**Task details**
Please recast all of the material below as a numbered list, leaving out any blank lines.

::: Supplied data

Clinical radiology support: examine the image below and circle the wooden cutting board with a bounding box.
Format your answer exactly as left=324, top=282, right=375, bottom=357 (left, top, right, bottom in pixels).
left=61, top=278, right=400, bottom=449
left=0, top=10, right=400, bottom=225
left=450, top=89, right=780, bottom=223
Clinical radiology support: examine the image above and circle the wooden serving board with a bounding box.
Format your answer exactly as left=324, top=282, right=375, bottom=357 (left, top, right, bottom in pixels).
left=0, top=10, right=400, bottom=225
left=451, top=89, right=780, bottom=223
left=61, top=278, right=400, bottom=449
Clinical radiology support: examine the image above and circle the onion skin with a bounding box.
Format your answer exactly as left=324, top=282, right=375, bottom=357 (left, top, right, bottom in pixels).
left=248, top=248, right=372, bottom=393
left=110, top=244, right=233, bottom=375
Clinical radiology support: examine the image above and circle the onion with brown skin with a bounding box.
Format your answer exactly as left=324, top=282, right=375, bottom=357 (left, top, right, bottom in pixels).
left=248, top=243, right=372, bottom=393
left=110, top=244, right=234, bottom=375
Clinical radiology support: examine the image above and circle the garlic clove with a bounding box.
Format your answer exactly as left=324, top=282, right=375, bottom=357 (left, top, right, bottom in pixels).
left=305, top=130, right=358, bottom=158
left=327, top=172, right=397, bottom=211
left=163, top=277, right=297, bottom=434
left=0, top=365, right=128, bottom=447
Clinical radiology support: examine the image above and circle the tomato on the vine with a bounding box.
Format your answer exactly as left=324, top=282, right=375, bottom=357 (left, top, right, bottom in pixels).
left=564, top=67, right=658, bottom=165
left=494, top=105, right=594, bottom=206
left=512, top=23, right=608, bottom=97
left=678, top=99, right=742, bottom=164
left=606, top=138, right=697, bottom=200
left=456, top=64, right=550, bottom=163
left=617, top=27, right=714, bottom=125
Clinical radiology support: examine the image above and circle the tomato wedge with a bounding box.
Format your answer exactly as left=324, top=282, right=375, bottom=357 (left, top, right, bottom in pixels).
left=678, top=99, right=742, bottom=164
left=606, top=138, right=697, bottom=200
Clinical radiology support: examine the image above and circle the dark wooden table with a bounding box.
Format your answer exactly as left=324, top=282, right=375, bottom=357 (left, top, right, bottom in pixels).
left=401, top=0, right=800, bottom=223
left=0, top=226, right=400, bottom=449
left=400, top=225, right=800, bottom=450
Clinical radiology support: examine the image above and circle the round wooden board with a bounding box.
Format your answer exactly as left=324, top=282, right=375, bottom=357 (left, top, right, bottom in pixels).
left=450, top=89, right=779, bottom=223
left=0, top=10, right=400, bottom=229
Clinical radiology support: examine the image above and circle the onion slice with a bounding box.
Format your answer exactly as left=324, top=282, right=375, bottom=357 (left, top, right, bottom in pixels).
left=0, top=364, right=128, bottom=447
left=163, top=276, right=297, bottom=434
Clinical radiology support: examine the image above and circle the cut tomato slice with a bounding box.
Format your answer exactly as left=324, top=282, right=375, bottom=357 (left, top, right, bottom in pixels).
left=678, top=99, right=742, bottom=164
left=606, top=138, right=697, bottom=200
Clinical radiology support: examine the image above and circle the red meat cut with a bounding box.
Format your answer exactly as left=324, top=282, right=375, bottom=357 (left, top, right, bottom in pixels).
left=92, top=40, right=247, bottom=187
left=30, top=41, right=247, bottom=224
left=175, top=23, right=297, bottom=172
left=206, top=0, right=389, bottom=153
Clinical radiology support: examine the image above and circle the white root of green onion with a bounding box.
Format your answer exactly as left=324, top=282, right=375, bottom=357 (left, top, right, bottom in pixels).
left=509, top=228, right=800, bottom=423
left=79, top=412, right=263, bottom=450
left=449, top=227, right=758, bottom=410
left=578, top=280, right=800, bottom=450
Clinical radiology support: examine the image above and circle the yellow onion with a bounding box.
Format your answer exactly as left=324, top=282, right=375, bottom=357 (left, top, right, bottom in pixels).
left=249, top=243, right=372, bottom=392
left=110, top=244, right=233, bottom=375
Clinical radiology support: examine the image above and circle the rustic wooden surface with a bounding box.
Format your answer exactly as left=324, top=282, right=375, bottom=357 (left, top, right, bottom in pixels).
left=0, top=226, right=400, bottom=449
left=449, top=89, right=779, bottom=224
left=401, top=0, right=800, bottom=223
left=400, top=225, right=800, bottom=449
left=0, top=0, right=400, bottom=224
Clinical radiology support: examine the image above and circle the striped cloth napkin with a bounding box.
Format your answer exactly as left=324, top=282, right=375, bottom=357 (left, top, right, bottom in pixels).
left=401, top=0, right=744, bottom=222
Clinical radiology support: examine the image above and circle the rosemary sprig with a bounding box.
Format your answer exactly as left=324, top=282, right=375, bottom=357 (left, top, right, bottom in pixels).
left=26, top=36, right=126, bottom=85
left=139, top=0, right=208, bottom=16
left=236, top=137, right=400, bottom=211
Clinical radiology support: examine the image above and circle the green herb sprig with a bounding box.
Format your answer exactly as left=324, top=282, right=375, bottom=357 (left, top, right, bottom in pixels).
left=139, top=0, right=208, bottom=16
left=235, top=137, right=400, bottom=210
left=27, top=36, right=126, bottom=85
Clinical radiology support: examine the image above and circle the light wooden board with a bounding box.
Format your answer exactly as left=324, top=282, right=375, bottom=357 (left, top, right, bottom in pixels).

::::::

**Complete response**
1. Clinical radiology support: examine the image below and circle the wooden cutting board with a bounding box.
2. Format your answer exactly as left=324, top=282, right=375, bottom=357 (left, top, right, bottom in pixels).
3. left=61, top=278, right=400, bottom=449
4. left=0, top=10, right=400, bottom=225
5. left=450, top=89, right=780, bottom=223
6. Clinical radiology support: examine the image above and circle the wooden serving board with a bounding box.
7. Format your answer exactly as left=324, top=282, right=375, bottom=357 (left, top, right, bottom in pixels).
8. left=0, top=10, right=400, bottom=225
9. left=451, top=89, right=780, bottom=223
10. left=61, top=278, right=400, bottom=449
11. Clinical radiology support: examine the image above and circle the onion skin with a bounding box.
12. Format your answer exactly as left=324, top=282, right=375, bottom=357 (left, top, right, bottom in pixels).
13. left=248, top=248, right=372, bottom=393
14. left=110, top=244, right=233, bottom=375
15. Clinical radiology support: examine the image above and circle the onion with brown skin with a bounding box.
16. Format your answer exactly as left=324, top=282, right=375, bottom=357 (left, top, right, bottom in pixels).
17. left=248, top=243, right=372, bottom=393
18. left=110, top=244, right=234, bottom=375
19. Clinical radiology support: examine the image above and circle the garlic clove with a bounding box.
20. Format your answer exactly as left=324, top=282, right=375, bottom=357 (left, top, right, bottom in pixels).
21. left=305, top=130, right=358, bottom=158
22. left=327, top=172, right=397, bottom=211
23. left=163, top=277, right=297, bottom=434
24. left=0, top=365, right=128, bottom=447
25. Clinical radiology support: examine the image above and circle the tomato on the vine with a bounding box.
26. Format your answer exactly as left=324, top=282, right=375, bottom=357 (left, top, right, bottom in pixels).
27. left=564, top=67, right=658, bottom=165
28. left=494, top=105, right=594, bottom=206
29. left=512, top=23, right=608, bottom=97
30. left=678, top=99, right=742, bottom=164
31. left=606, top=138, right=697, bottom=200
32. left=456, top=64, right=550, bottom=163
33. left=617, top=27, right=714, bottom=125
34. Clinical radiology support: examine the image above and circle the tomato wedge with a bounding box.
35. Format your answer exactly as left=324, top=282, right=375, bottom=357 (left, top, right, bottom in pixels).
36. left=678, top=99, right=742, bottom=164
37. left=606, top=138, right=697, bottom=200
38. Clinical radiology support: examine the image above and circle the dark wooden table with a bounding box.
39. Format your answer exactly as left=324, top=282, right=375, bottom=357 (left, top, right, bottom in pixels).
40. left=401, top=0, right=800, bottom=223
41. left=0, top=226, right=400, bottom=449
42. left=400, top=225, right=800, bottom=450
43. Clinical radiology support: examine the image above and circle the round wooden board with a bounding box.
44. Format your answer exactly as left=324, top=282, right=375, bottom=357 (left, top, right, bottom in pixels).
45. left=450, top=89, right=779, bottom=223
46. left=0, top=10, right=400, bottom=229
47. Clinical radiology support: examine the image above and circle the onion slice with a bounding box.
48. Format your answer exactly as left=324, top=282, right=375, bottom=357 (left, top, right, bottom in pixels).
49. left=0, top=364, right=128, bottom=447
50. left=163, top=276, right=297, bottom=434
51. Clinical radiology support: examine the image above and circle the cut tomato slice with a bounding box.
52. Format your answer exactly as left=324, top=282, right=375, bottom=357 (left, top, right, bottom in pixels).
53. left=678, top=99, right=742, bottom=164
54. left=606, top=138, right=697, bottom=200
55. Clinical radiology support: examine the image above and circle the red meat cut with a bounding box.
56. Format your answer exactly as left=324, top=282, right=375, bottom=357 (left, top, right, bottom in pixels).
57. left=92, top=40, right=247, bottom=187
58. left=30, top=41, right=247, bottom=224
59. left=175, top=23, right=297, bottom=172
60. left=206, top=0, right=389, bottom=153
61. Clinical radiology support: examine the image above and circle the white root of green onion with a bounding box.
62. Format your answer exactly as left=324, top=282, right=375, bottom=357 (left, top, right, bottom in pixels).
63. left=509, top=228, right=800, bottom=423
64. left=79, top=412, right=263, bottom=450
65. left=449, top=227, right=758, bottom=410
66. left=578, top=280, right=800, bottom=450
67. Clinical radiology support: examine the image above and circle the yellow onion with a bounding box.
68. Format your answer exactly as left=324, top=282, right=375, bottom=357 (left, top, right, bottom in pixels).
69. left=249, top=243, right=372, bottom=392
70. left=110, top=244, right=233, bottom=375
71. Clinical radiology support: examine the image above and circle the rustic wooden surface with a bounding box.
72. Format your answer exactly as left=324, top=282, right=375, bottom=357 (left, top, right, bottom in pixels).
73. left=0, top=226, right=400, bottom=449
74. left=449, top=89, right=779, bottom=224
75. left=401, top=0, right=800, bottom=223
76. left=400, top=225, right=800, bottom=449
77. left=0, top=0, right=400, bottom=224
78. Clinical radiology support: examine the image above and circle the striped cloth napkin with a bounding box.
79. Format your answer exactly as left=324, top=282, right=375, bottom=357 (left, top, right, bottom in pixels).
80. left=401, top=0, right=744, bottom=222
81. Clinical radiology support: examine the image above and circle the rosemary sprig with a bounding box.
82. Format your answer exactly as left=324, top=282, right=375, bottom=357 (left, top, right, bottom in pixels).
83. left=26, top=36, right=126, bottom=85
84. left=139, top=0, right=208, bottom=16
85. left=236, top=137, right=400, bottom=211
86. Clinical radiology support: examine the image above and circle the green herb sprig with a bounding box.
87. Format your answer exactly as left=324, top=282, right=375, bottom=357 (left, top, right, bottom in pixels).
88. left=139, top=0, right=208, bottom=16
89. left=235, top=137, right=400, bottom=210
90. left=27, top=36, right=126, bottom=85
91. Clinical radiology support: examine the image above and circle the light wooden board with a bounding box.
92. Format your answer exactly as left=324, top=282, right=375, bottom=357 (left, top, right, bottom in pixels).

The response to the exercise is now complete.